BEGIN DOCUMENT EXCERPT

Implementing Aggregates
Let's implement aggregates in our SQLite connector.
Like we've done before, we won't implement aggregates in their full generality, and instead we're going to implement two
types of aggregates, called star_count
and column_count
. Other aggregates like SUM
and MAX
that you know from
Postgres will come under the umbrella of custom aggregate functions, and we'll cover those separately in another
tutorial.
Let's start by adding the aggregates
capability to our capabilities response:
return {
version: "0.1.2",
capabilities: {
query: { aggregates: {} },
mutation: {},
relationships: {},
},
};
Aggregate queries are indicated by the presence of the aggregates
field in the query request body. Just like the
fields
property that we handled previously, each aggregate is named with a key, and has a type
, in this case
star_count
. So we're going to handle aggregates very similarly to fields, by building up a SQL target list from these
aggregates.
The NDC spec says that each aggregate should act over the same set of rows that we consider when returning rows
. That
is, we should apply any predicates, sorting, pagination, and so on, and then apply the aggregate functions over the
resulting set of rows.
So assuming we have a function called fetch_aggregates
which builds the SQL in this way, we can fill in the
aggregates
in the response:
const aggregates = request.query.aggregates && (await fetch_aggregates(state, request));
Now let's start to fill in a fetch_aggregates
function.
We'll actually copy/paste the fetch_rows
function and create a new function for handling aggregates. It'd be possible
to extract that commonality into a shared function, but arguably not worth it, since so much is already extracted out
into small helper functions anyway.

END DOCUMENT EXCERPT

**GIVEN REQUEST 1:** Summarize the aggregates tutorial in two sentences.
**GIVEN REQUEST 2:** How many lines of the entries below contain the string "kremlin"? Reply with the number alone.

BEGIN MATERIAL TO PROCESS

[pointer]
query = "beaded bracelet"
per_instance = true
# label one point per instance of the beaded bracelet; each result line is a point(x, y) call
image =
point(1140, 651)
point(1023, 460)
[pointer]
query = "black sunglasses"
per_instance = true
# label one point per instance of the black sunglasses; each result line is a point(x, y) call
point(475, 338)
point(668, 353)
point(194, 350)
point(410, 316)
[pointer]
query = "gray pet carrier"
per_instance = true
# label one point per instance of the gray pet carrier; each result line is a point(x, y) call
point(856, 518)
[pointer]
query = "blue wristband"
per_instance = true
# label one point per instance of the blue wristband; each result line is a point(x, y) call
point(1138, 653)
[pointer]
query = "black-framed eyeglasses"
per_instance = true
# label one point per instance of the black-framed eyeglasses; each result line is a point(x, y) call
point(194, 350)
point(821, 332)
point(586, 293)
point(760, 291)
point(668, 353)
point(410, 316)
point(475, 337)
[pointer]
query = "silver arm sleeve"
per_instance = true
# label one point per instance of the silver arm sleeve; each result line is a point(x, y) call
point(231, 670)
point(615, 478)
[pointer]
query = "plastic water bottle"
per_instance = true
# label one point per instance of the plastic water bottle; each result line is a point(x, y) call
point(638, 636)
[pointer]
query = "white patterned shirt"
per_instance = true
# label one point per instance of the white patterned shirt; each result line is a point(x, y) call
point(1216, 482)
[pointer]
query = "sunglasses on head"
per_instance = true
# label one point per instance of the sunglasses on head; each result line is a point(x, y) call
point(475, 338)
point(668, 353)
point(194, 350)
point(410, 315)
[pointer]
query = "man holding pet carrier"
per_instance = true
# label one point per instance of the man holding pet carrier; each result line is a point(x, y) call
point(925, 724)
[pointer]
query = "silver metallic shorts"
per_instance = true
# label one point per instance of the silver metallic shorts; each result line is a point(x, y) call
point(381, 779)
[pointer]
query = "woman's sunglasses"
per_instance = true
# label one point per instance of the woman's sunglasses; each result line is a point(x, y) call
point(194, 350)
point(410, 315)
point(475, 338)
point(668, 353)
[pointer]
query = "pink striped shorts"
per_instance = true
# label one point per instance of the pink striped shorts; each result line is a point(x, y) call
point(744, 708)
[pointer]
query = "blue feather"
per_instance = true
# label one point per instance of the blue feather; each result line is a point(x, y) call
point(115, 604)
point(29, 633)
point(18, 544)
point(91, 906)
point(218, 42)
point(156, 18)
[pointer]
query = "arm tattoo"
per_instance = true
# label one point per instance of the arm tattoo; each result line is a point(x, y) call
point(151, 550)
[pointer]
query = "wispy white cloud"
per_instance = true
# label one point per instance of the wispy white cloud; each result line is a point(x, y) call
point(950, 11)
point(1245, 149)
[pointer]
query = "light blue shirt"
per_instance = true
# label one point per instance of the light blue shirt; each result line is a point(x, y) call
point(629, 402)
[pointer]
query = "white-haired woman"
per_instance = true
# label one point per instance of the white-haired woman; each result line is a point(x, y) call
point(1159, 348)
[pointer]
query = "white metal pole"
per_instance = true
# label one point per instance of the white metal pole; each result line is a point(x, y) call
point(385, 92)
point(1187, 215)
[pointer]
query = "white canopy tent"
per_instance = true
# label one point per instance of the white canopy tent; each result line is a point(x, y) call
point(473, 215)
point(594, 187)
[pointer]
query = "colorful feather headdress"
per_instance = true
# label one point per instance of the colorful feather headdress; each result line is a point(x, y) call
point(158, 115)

END MATERIAL TO PROCESS
BEGIN MATERIAL TO PROCESS

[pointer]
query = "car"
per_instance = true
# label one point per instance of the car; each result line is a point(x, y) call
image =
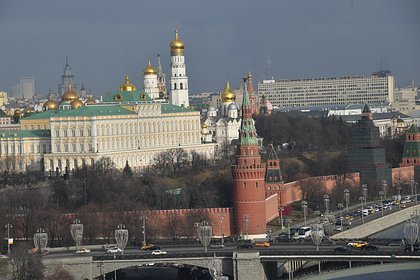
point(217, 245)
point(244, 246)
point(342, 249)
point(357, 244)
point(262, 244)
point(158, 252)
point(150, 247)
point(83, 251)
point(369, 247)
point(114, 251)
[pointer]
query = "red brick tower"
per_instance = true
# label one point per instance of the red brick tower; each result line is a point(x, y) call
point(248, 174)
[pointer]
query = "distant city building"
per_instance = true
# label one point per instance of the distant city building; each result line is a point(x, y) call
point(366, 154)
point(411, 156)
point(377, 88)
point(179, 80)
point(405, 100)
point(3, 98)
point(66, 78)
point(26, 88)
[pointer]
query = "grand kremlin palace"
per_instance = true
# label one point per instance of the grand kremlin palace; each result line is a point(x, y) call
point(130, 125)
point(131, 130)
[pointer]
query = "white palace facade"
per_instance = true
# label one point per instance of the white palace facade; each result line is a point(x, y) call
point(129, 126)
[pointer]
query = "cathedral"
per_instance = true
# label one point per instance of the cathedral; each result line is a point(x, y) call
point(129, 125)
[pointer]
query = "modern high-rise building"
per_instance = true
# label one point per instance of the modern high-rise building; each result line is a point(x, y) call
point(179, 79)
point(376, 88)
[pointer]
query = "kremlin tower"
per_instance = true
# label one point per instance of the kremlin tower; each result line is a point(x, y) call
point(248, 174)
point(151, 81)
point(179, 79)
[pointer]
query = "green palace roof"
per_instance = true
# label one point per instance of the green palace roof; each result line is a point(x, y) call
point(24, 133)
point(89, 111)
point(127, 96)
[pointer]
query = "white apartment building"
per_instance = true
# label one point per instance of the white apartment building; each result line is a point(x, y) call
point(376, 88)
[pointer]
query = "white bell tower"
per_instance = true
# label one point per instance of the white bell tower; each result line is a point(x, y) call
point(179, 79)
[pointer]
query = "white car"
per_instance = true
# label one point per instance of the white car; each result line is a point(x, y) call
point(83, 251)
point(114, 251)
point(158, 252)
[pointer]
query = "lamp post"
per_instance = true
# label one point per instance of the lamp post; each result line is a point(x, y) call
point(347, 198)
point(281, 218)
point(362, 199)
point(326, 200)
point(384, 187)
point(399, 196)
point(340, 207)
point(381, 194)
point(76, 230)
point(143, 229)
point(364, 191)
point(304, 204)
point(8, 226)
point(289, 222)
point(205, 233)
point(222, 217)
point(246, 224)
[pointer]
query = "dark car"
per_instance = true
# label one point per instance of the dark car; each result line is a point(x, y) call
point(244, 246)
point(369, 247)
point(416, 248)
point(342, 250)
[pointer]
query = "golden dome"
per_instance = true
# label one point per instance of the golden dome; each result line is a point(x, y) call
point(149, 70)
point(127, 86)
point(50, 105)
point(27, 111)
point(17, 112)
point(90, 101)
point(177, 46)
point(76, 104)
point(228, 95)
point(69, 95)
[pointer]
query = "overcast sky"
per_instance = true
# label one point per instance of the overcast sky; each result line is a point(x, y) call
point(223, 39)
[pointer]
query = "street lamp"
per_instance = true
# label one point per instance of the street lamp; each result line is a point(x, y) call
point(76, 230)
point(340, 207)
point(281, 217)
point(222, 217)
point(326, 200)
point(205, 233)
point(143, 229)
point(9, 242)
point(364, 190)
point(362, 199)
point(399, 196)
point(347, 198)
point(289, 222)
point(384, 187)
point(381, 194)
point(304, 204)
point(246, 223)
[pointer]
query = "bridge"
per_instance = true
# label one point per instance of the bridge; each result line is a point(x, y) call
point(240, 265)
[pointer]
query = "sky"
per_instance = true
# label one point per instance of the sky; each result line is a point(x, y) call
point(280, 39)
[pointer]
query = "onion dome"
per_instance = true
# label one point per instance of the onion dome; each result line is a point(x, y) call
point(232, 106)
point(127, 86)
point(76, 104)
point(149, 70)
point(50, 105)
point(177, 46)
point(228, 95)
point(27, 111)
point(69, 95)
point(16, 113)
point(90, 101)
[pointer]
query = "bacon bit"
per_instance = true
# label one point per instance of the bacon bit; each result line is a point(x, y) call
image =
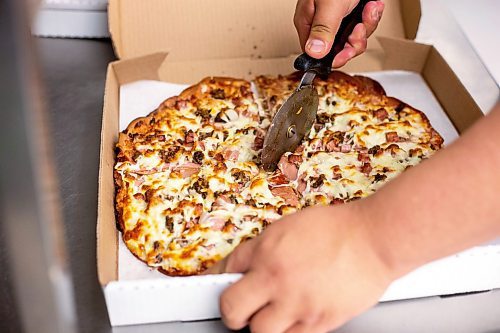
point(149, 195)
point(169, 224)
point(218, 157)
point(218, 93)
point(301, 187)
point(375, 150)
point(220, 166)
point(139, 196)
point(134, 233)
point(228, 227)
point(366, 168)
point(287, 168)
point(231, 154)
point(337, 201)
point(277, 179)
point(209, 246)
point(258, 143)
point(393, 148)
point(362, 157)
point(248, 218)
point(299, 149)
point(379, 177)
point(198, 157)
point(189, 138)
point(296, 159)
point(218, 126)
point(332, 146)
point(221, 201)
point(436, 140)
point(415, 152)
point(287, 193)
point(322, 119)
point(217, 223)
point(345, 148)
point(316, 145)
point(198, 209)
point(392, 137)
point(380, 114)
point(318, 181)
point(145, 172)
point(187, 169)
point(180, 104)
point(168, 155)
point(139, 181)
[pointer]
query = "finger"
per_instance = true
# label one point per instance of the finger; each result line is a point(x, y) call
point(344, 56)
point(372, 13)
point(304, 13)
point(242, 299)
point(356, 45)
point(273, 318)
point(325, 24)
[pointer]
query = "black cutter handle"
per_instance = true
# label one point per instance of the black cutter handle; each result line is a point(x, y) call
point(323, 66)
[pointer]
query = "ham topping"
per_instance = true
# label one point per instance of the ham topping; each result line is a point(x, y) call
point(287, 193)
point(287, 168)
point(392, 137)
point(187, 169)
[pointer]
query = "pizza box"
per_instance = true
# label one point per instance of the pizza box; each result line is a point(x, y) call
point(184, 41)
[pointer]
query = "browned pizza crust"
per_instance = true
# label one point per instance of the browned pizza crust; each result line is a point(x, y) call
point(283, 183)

END MATERIAL TO PROCESS

**EXPECTED ANSWER 1:** The tutorial adds two aggregate types, star_count and column_count, to an SQLite connector, starting by adding the aggregates capability to the capabilities response, and leaves aggregates like SUM and MAX for a separate tutorial on custom aggregate functions. Aggregate queries are indicated by the aggregates field in the query request body and are handled much like fields by building a SQL target list, with each aggregate applied over the same rows that would be returned after predicates, sorting, and pagination, through a fetch_aggregates function copied from fetch_rows.

**EXPECTED ANSWER 2:** 4